> [TASK PROMPT]: Make an exact copy of the records below, excluding images.
%%
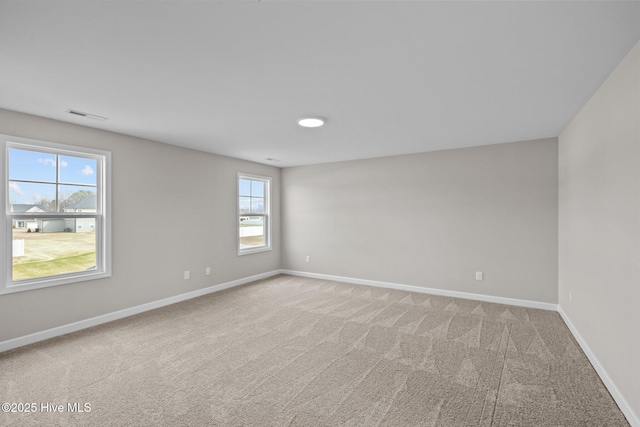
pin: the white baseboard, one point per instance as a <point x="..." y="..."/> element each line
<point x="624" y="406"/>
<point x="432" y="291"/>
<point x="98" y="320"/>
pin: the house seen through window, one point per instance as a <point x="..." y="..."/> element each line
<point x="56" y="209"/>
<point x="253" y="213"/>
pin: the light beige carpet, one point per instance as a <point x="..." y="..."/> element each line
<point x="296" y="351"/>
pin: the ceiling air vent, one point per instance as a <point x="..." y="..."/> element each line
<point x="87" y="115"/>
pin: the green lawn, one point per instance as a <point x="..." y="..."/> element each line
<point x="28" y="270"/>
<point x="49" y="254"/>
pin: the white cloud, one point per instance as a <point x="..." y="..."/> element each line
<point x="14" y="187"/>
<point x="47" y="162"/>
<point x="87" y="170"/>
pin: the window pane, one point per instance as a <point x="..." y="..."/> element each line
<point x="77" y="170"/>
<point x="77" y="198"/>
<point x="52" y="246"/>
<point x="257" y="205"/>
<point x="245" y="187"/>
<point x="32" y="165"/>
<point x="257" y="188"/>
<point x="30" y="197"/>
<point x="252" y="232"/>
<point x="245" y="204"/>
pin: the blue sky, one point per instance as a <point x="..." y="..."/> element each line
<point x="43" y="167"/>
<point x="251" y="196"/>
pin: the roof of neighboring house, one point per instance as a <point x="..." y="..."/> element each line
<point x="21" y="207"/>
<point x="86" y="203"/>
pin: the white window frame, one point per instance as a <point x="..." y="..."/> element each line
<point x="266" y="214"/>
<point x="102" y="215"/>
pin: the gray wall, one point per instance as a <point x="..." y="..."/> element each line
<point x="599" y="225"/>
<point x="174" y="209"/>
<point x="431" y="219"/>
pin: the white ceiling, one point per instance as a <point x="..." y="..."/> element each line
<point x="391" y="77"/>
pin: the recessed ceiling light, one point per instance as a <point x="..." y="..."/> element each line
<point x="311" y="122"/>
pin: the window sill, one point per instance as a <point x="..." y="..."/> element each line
%%
> [YOUR SOLUTION]:
pin: the white baseboard, one point per instance as a <point x="..." y="..."/> element each line
<point x="624" y="406"/>
<point x="432" y="291"/>
<point x="98" y="320"/>
pin: the house seen through window, one point per instance as a <point x="..." y="..."/> element each line
<point x="56" y="209"/>
<point x="253" y="213"/>
pin: the light beige carpet, one point per instance as a <point x="..." y="..."/> element each line
<point x="296" y="351"/>
pin: the ceiling air vent, one point per instance as a <point x="..." y="..."/> element each line
<point x="87" y="115"/>
pin: the green lawn, one point per instance as a <point x="..." y="..."/> element each line
<point x="28" y="270"/>
<point x="49" y="254"/>
pin: the white cloud, one point per instance as a <point x="..." y="..."/> element each line
<point x="14" y="187"/>
<point x="47" y="162"/>
<point x="87" y="170"/>
pin: the window pane, one point per instance as a <point x="..." y="..."/> element each line
<point x="77" y="170"/>
<point x="77" y="198"/>
<point x="52" y="246"/>
<point x="257" y="205"/>
<point x="245" y="187"/>
<point x="32" y="165"/>
<point x="257" y="188"/>
<point x="30" y="197"/>
<point x="252" y="232"/>
<point x="245" y="204"/>
pin: the blue sky, one point per instance as a <point x="..." y="..."/> element each line
<point x="43" y="167"/>
<point x="251" y="196"/>
pin: the roof of neighboring house, one point per instance as a <point x="..." y="..."/> element each line
<point x="21" y="207"/>
<point x="86" y="203"/>
pin: the white window frame, one point per instance as a <point x="..." y="..."/> element each line
<point x="266" y="214"/>
<point x="102" y="215"/>
pin: the gray wall, one point per instance as a <point x="..." y="..."/> element each line
<point x="599" y="225"/>
<point x="174" y="209"/>
<point x="431" y="219"/>
pin: the white ceiling, one point per instance as a <point x="..." y="..."/> element each line
<point x="391" y="77"/>
pin: the recessed ceiling light, one point per instance as a <point x="..." y="..."/> element each line
<point x="311" y="122"/>
pin: the window sill, one point per instance as a <point x="..." y="..."/> element each line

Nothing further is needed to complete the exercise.